_PASSAGE PROVIDED_.

◆ ◆ ◆ ◆ ◆

Additional kmsg devices keep the same log format but may be added
dynamically with custom size.

Signed-off-by: Marcin Niesluchowski <[email protected]>
---
drivers/char/mem.c | 8 +
fs/proc/kmsg.c | 4 +-
include/linux/printk.h | 3 +
kernel/printk/printk.c | 659 ++++++++++++++++++++++++++++++++-----------------
4 files changed, 439 insertions(+), 235 deletions(-)

diff --git a/drivers/char/mem.c b/drivers/char/mem.c
index 6b1721f..e518040 100644
--- a/drivers/char/mem.c
+++ b/drivers/char/mem.c
@@ -804,6 +804,10 @@ static const struct memdev {
#endif
};

+#ifdef CONFIG_PRINTK
+#define KMSG_MINOR 11
+#endif
+
static int memory_open(struct inode *inode, struct file *filp)
{
int minor;
@@ -851,6 +855,10 @@ static int __init chr_dev_init(void)
if (IS_ERR(mem_class))
return PTR_ERR(mem_class);

+#ifdef CONFIG_PRINTK
+ init_kmsg_minor(KMSG_MINOR);
+#endif
+
mem_class->devnode = mem_devnode;
for (minor = 1; minor < ARRAY_SIZE(devlist); minor++) {
if (!devlist[minor].name)
diff --git a/fs/proc/kmsg.c b/fs/proc/kmsg.c
index 05f8dcd..0d354e4 100644
--- a/fs/proc/kmsg.c
+++ b/fs/proc/kmsg.c
@@ -17,7 +17,7 @@
#include <asm/uaccess.h>
#include <asm/io.h>

-extern wait_queue_head_t log_wait;
+extern wait_queue_head_t *log_wait;

static int kmsg_open(struct inode * inode, struct file * file)
{
@@ -41,7 +41,7 @@ static ssize_t kmsg_read(struct file *file, char __user *buf,

static unsigned int kmsg_poll(struct file *file, poll_table *wait)
{
- poll_wait(file, &log_wait, wait);
+ poll_wait(file, log_wait, wait);
if (do_syslog(SYSLOG_ACTION_SIZE_UNREAD, NULL, 0, SYSLOG_FROM_PROC))
return POLLIN | POLLRDNORM;
return 0;
diff --git a/include/linux/printk.h b/include/linux/printk.h
index 58b1fec..d3b5f23 100644
--- a/include/linux/printk.h
+++ b/include/linux/printk.h
@@ -418,6 +418,9 @@ do { \
#endif

extern const struct file_operations kmsg_fops;
+extern void init_kmsg_minor(int minor);
+
+extern int kmsg_sys_mode(int minor, umode_t *mode);

enum {
DUMP_PREFIX_NONE,
diff --git a/kernel/printk/printk.c b/kernel/printk/printk.c
index 105887c..7f30c8b 100644
--- a/kernel/printk/printk.c
+++ b/kernel/printk/printk.c
@@ -234,29 +234,37 @@ struct printk_log {
u8 level:3; /* syslog level */
};

+struct log_buffer {
+#ifdef CONFIG_PRINTK
+ struct list_head list; /* kmsg as head of the list */
+ char *buf; /* cyclic log buffer */
+ u32 len; /* buffer length */
+ wait_queue_head_t wait; /* wait queue for kmsg buffer */
+#endif
/*
- * The logbuf_lock protects kmsg buffer, indices, counters. This can be taken
- * within the scheduler's rq lock. It must be released before calling
- * console_unlock() or anything else that might wake up a process.

◆ ◆ ◆ ◆ ◆

_RECORD EXTRACTS_.
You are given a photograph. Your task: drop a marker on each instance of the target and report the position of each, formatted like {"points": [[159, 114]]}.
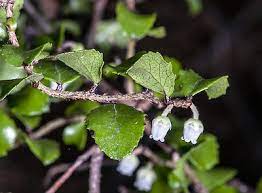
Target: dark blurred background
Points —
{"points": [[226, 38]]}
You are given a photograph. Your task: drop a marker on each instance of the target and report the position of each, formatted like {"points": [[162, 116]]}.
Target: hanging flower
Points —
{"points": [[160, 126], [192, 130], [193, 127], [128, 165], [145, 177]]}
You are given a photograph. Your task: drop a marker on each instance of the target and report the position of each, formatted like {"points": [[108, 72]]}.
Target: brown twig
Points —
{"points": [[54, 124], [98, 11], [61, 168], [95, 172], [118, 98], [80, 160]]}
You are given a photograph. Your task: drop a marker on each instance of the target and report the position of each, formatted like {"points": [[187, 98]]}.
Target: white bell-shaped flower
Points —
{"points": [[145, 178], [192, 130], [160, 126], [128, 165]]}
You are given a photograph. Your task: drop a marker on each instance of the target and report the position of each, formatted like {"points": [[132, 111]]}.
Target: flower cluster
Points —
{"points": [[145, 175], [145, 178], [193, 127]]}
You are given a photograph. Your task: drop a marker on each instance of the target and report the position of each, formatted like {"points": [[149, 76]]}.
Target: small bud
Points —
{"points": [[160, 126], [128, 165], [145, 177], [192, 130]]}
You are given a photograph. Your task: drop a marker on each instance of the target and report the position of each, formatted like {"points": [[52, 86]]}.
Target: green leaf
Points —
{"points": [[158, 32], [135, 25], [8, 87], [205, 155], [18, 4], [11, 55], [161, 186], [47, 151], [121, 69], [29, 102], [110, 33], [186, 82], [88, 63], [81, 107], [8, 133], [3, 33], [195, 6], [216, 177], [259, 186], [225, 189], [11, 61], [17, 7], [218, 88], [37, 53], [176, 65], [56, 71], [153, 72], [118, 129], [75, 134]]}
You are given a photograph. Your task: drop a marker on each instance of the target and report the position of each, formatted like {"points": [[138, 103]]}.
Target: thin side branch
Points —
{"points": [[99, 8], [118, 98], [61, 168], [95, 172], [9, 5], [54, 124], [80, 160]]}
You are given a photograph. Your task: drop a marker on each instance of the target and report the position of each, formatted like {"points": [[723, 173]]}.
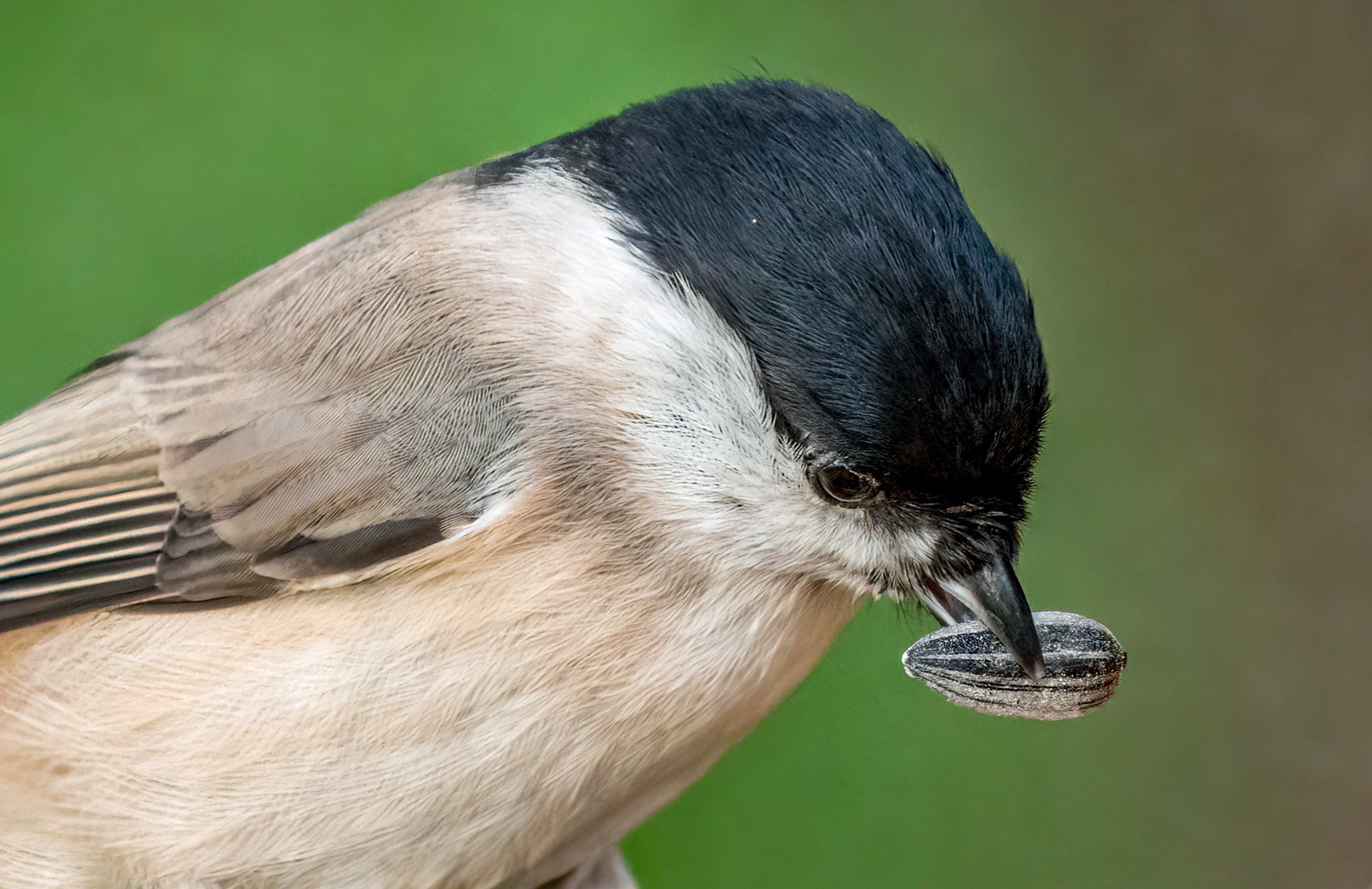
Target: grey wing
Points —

◆ ◆ ◆ ◆ ◆

_WORK REQUIRED_. Continue the kmsg patch diff above, starting right after its last line.

_ANSWER FOR THE TASK_.
+ * The lock protects kmsg buffer, indices, counters. This can be taken within
+ * the scheduler's rq lock. It must be released before calling console_unlock()
+ * or anything else that might wake up a process.
*/
-static DEFINE_RAW_SPINLOCK(logbuf_lock);
+ raw_spinlock_t lock;
+ u64 first_seq; /* sequence number of the first record stored */
+ u32 first_idx; /* index of the first record stored */
+/* sequence number of the next record to store */
+ u64 next_seq;
+#ifdef CONFIG_PRINTK
+ u32 next_idx; /* index of the next record to store */
+ int mode; /* mode of device (kmsg_sys only) */
+ int minor; /* minor representing buffer device */
+#endif
+};

#ifdef CONFIG_PRINTK
-DECLARE_WAIT_QUEUE_HEAD(log_wait);
/* the next printk record to read by syslog(READ) or /proc/kmsg */
static u64 syslog_seq;
static u32 syslog_idx;
static enum log_flags syslog_prev;
static size_t syslog_partial;

-/* index and sequence number of the first record stored in the buffer */
-static u64 log_first_seq;
-static u32 log_first_idx;
-
-/* index and sequence number of the next record to store in the buffer */
-static u64 log_next_seq;
-static u32 log_next_idx;
-
/* the next printk record to write to the console */
static u64 console_seq;
static u32 console_idx;
@@ -275,21 +283,35 @@ static u32 clear_idx;
#else
#define LOG_ALIGN __alignof__(struct printk_log)
#endif
-#define __LOG_BUF_LEN (1 << CONFIG_LOG_BUF_SHIFT)
-static char __log_buf[__LOG_BUF_LEN] __aligned(LOG_ALIGN);
-static char *log_buf = __log_buf;
-static u32 log_buf_len = __LOG_BUF_LEN;
+#define __LOG_BUF_K_LEN (1 << CONFIG_LOG_BUF_SHIFT)
+static char __log_buf_k[__LOG_BUF_K_LEN] __aligned(LOG_ALIGN);
+
+static struct log_buffer log_buf = {
+ .list = LIST_HEAD_INIT(log_buf.list),
+ .buf = __log_buf_k,
+ .len = __LOG_BUF_K_LEN,
+ .lock = __RAW_SPIN_LOCK_UNLOCKED(log_buf.lock),
+ .wait = __WAIT_QUEUE_HEAD_INITIALIZER(log_buf.wait),
+ .first_seq = 0,
+ .first_idx = 0,
+ .next_seq = 0,
+ .next_idx = 0,
+ .mode = 0,
+ .minor = 0,
+};
+
+wait_queue_head_t *log_wait = &log_buf.wait;

/* Return log buffer address */
char *log_buf_addr_get(void)
{
- return log_buf;
+ return log_buf.buf;
}

/* Return log buffer size */
u32 log_buf_len_get(void)
{
- return log_buf_len;
+ return log_buf.len;
}

/* human readable text of the record */
@@ -305,23 +327,23 @@ static char *log_dict(const struct printk_log *msg)
}

/* get record by index; idx must point to valid msg */
-static struct printk_log *log_from_idx(u32 idx)
+static struct printk_log *log_from_idx(struct log_buffer *log_b, u32 idx)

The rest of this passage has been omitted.